━━━ Material provided ━━━

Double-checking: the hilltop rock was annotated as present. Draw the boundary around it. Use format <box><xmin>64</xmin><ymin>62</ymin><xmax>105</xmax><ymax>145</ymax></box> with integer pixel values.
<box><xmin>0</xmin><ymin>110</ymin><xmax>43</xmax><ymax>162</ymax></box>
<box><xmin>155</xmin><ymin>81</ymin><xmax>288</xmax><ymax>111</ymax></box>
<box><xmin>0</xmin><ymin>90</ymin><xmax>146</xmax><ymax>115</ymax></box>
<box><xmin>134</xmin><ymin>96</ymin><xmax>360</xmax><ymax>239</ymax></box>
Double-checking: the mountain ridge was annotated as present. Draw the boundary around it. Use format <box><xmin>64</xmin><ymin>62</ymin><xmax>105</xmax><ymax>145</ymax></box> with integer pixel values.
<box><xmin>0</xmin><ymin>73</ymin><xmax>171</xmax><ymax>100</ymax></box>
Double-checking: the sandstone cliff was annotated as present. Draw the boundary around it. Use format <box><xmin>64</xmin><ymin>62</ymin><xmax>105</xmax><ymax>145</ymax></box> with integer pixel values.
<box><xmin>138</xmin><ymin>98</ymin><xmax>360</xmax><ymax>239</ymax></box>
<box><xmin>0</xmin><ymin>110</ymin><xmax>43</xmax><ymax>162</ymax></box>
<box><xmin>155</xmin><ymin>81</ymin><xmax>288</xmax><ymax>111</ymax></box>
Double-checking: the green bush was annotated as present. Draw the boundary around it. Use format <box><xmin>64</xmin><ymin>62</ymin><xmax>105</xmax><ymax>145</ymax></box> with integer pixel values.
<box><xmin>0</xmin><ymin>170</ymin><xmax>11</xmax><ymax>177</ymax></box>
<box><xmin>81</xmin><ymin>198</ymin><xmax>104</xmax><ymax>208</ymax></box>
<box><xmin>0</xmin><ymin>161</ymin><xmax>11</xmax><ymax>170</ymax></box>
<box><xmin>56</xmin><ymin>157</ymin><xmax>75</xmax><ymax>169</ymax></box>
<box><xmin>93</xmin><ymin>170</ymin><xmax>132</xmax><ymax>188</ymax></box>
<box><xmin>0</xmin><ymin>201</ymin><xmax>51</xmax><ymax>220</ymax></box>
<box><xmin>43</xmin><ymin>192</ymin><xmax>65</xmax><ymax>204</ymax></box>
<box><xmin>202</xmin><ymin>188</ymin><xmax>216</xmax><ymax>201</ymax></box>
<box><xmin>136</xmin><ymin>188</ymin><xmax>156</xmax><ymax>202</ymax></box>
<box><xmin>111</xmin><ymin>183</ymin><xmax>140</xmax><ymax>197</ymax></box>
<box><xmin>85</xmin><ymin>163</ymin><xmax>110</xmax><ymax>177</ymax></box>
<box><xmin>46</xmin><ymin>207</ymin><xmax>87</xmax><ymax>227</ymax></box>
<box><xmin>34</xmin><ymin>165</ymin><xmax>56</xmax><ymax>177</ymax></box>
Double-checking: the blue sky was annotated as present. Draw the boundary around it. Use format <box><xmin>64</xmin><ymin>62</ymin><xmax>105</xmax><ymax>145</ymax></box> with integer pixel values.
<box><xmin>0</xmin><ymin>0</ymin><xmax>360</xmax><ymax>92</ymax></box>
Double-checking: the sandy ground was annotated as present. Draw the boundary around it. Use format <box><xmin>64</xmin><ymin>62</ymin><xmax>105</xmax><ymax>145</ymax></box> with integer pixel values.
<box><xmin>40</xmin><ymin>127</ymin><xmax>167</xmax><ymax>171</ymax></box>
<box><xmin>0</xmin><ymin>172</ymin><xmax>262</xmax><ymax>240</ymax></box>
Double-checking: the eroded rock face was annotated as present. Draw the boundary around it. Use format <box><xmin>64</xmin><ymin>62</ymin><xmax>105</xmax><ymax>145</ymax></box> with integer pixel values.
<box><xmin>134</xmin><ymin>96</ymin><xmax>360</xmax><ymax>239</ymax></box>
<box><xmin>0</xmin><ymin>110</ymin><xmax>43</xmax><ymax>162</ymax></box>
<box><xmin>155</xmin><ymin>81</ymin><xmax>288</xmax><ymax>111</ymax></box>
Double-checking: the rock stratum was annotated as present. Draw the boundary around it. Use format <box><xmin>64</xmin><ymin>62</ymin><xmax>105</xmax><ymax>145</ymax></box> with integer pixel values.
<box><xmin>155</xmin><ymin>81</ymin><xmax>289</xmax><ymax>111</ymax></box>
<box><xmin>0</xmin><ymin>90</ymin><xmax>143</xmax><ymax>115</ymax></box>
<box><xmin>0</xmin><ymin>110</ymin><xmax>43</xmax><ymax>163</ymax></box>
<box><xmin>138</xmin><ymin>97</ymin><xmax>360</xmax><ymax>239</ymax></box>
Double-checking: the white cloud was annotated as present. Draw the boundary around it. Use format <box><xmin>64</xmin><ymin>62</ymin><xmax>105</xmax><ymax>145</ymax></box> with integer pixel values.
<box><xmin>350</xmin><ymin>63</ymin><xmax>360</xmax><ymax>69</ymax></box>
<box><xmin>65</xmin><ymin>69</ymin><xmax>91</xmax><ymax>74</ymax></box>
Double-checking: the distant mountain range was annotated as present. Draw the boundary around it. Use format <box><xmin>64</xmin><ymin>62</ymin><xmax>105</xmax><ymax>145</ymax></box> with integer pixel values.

━━━

■ **Exercise goal**
Rewrite the lines from the one containing "Double-checking: the rock" through the end of the material, changing "boundary" to "outline" and leaving everything else as it is.

■ **Problem solution**
Double-checking: the rock stratum was annotated as present. Draw the outline around it. Use format <box><xmin>64</xmin><ymin>62</ymin><xmax>105</xmax><ymax>145</ymax></box> with integer pixel values.
<box><xmin>155</xmin><ymin>81</ymin><xmax>289</xmax><ymax>111</ymax></box>
<box><xmin>0</xmin><ymin>90</ymin><xmax>143</xmax><ymax>115</ymax></box>
<box><xmin>0</xmin><ymin>110</ymin><xmax>43</xmax><ymax>163</ymax></box>
<box><xmin>138</xmin><ymin>97</ymin><xmax>360</xmax><ymax>239</ymax></box>
Double-checking: the white cloud was annotated as present. Draw the outline around it. Use format <box><xmin>64</xmin><ymin>62</ymin><xmax>105</xmax><ymax>145</ymax></box> with integer pixel values.
<box><xmin>350</xmin><ymin>63</ymin><xmax>360</xmax><ymax>69</ymax></box>
<box><xmin>65</xmin><ymin>69</ymin><xmax>91</xmax><ymax>74</ymax></box>
Double-checking: the distant mountain range was annotated as present. Draw the outline around it. Use format <box><xmin>64</xmin><ymin>62</ymin><xmax>105</xmax><ymax>145</ymax></box> with integer pixel values.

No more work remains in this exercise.